The exercise
Copy the material below, switching "trousers" to "pants" and leaving everything else as it is.

(Records)
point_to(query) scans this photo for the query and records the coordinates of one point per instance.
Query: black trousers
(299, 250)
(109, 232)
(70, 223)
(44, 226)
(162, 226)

Response to the exercise
point_to(query) scans this photo for the query and records the coordinates of one point per instance.
Query: black pants
(299, 250)
(109, 232)
(70, 223)
(44, 226)
(162, 226)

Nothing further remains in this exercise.